DIRECTIONS FOR THIS TASK: There is one span to output from the data below: the lines starting at the line with "Query: silver foil cupcake liner" and ending at the line with "x=465, y=180". Output it exactly, ends included, nothing more.

DATASET RECORDS START

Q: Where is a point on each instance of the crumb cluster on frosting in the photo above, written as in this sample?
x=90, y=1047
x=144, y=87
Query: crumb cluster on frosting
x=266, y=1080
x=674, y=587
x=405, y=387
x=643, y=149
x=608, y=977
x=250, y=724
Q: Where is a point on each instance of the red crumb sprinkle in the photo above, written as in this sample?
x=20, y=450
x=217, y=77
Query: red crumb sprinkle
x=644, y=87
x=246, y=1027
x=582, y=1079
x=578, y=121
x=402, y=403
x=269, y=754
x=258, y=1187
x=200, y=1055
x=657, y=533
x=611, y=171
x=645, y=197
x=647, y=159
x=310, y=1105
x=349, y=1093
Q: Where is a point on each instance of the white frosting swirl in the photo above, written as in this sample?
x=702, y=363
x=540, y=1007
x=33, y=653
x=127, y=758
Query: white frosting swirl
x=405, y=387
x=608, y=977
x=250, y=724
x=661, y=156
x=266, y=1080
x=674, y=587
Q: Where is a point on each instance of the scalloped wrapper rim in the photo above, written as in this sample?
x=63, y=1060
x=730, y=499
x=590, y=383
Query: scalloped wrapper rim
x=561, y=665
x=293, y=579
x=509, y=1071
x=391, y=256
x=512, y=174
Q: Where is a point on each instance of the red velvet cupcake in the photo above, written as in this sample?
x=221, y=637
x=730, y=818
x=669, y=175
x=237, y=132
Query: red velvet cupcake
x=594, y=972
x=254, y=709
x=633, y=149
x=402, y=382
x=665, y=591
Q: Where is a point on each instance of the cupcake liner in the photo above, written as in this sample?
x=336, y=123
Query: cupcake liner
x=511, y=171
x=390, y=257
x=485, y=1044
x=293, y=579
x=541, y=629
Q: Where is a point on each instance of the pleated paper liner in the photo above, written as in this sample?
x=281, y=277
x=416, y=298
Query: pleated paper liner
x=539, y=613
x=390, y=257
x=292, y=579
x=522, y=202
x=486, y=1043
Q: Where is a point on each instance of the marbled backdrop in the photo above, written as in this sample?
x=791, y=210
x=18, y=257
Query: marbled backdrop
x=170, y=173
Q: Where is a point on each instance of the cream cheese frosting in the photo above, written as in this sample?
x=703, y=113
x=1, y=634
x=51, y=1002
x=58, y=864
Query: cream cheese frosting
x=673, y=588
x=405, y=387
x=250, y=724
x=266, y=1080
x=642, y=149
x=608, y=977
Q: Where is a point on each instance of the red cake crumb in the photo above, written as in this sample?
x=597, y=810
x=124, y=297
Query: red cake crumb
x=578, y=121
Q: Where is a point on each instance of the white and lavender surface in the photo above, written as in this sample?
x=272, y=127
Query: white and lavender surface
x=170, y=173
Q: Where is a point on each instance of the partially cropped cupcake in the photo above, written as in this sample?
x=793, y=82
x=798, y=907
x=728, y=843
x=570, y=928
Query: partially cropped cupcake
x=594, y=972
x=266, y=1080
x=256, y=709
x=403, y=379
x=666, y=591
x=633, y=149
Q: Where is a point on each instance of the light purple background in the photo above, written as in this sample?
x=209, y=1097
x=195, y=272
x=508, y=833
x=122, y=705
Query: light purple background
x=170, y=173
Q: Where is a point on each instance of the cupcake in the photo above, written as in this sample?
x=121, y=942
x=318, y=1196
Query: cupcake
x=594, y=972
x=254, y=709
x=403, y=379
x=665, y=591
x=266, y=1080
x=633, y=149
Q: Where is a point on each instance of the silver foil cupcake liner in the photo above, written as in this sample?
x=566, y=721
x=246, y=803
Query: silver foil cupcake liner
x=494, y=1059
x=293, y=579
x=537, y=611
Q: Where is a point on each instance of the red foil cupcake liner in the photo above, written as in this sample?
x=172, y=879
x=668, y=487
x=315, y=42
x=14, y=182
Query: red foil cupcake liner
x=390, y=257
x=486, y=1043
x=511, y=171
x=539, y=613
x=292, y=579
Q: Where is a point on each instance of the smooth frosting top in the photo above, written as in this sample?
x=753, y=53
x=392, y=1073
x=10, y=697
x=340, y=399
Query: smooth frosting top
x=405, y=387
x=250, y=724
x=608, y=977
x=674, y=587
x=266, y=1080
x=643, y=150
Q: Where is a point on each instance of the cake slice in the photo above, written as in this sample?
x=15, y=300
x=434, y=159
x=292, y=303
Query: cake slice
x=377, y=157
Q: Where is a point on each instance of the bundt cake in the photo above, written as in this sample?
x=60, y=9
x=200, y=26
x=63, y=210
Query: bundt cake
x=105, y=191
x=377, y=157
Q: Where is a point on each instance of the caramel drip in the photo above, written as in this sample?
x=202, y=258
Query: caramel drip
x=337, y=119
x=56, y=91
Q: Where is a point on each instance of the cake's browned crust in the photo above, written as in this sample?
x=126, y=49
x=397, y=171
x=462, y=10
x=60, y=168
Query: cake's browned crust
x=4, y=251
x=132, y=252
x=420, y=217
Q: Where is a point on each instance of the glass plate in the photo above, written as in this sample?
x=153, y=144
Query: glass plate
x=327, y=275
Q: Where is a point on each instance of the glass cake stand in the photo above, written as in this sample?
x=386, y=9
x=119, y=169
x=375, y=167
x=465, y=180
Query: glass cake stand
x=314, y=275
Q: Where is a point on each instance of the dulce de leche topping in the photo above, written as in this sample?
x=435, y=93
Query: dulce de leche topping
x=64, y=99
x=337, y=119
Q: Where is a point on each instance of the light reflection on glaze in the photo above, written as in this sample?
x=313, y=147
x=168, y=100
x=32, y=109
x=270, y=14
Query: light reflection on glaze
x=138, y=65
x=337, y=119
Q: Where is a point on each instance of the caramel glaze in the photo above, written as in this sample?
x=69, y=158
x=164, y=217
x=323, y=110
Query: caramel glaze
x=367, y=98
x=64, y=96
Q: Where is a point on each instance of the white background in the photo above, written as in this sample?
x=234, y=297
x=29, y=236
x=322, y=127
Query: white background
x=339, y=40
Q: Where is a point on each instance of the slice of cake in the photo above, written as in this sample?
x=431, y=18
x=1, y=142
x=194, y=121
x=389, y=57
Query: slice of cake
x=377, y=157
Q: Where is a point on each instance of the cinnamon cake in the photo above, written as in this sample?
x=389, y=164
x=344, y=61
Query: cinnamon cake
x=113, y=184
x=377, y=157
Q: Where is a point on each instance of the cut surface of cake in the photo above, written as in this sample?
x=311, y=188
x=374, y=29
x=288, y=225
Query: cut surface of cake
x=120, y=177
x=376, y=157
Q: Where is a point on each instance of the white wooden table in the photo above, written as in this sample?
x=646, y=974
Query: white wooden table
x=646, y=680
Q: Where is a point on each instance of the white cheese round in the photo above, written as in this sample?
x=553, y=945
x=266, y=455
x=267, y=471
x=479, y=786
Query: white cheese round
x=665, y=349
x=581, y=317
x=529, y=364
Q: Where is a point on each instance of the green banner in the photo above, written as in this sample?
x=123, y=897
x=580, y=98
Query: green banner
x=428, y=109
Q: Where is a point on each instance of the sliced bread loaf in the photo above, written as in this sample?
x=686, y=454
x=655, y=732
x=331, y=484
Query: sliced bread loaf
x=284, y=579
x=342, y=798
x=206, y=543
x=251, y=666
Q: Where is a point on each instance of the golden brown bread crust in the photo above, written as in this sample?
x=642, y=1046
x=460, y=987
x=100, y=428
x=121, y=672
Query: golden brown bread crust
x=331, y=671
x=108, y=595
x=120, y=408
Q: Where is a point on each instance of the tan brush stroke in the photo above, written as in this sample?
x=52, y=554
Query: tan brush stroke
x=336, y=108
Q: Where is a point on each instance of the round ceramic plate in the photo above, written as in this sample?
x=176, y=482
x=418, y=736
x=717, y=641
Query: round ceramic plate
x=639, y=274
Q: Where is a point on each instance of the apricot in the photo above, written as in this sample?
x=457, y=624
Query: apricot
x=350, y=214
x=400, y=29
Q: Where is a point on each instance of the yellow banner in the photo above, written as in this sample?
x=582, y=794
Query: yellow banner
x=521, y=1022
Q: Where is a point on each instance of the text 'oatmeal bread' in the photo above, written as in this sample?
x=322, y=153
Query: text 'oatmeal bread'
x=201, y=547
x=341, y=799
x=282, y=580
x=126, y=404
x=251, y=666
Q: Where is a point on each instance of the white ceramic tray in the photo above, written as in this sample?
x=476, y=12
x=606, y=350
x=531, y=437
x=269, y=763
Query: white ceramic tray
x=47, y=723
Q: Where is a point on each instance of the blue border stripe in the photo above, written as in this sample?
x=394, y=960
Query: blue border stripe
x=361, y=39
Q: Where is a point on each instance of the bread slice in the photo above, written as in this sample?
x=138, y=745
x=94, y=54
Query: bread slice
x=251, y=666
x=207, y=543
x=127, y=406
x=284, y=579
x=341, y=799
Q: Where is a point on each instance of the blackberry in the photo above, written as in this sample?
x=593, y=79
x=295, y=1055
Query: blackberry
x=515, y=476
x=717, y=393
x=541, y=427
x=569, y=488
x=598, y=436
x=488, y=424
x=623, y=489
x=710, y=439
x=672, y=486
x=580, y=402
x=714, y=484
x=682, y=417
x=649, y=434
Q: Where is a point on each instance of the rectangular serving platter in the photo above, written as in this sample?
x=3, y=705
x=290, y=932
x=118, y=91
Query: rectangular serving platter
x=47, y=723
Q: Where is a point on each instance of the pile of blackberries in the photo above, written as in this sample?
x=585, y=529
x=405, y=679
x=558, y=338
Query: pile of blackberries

DATASET RECORDS END

RESPONSE:
Query: silver foil cupcake liner
x=494, y=1059
x=293, y=579
x=537, y=611
Q: Where is a point on each instance of the red foil cupcake liner in the photo above, written as in this sample?
x=172, y=879
x=668, y=487
x=315, y=42
x=14, y=182
Query: red foil cupcake liner
x=390, y=257
x=486, y=1043
x=511, y=171
x=539, y=613
x=292, y=579
Q: Where is a point on each instance of the smooth frosting top in the photo above, written as in this sample?
x=753, y=53
x=392, y=1073
x=10, y=697
x=340, y=399
Query: smooth frosting top
x=405, y=387
x=250, y=724
x=608, y=977
x=674, y=587
x=266, y=1080
x=643, y=150
Q: Where is a point on each instance of the cake slice in the photo above, written as in this sample?
x=15, y=300
x=434, y=159
x=292, y=303
Query: cake slice
x=377, y=157
Q: Where is a point on each instance of the bundt cake in the photo above, written as in this sample?
x=60, y=9
x=200, y=26
x=63, y=210
Query: bundt cake
x=105, y=191
x=377, y=157
Q: Where is a point on each instance of the caramel drip in the photo above, written as in this sample?
x=202, y=258
Query: caramel drip
x=337, y=119
x=56, y=91
Q: Where is a point on each instance of the cake's browned crust in the photo above, written as in this sample?
x=126, y=49
x=397, y=171
x=462, y=10
x=60, y=168
Query: cake's browned crust
x=4, y=251
x=132, y=252
x=420, y=217
Q: Where is a point on each instance of the glass plate in the photo above, written as in this sample?
x=153, y=144
Query: glass plate
x=327, y=275
Q: Where is a point on each instance of the glass cake stand in the photo above, written as in this sample?
x=386, y=9
x=119, y=169
x=375, y=167
x=465, y=180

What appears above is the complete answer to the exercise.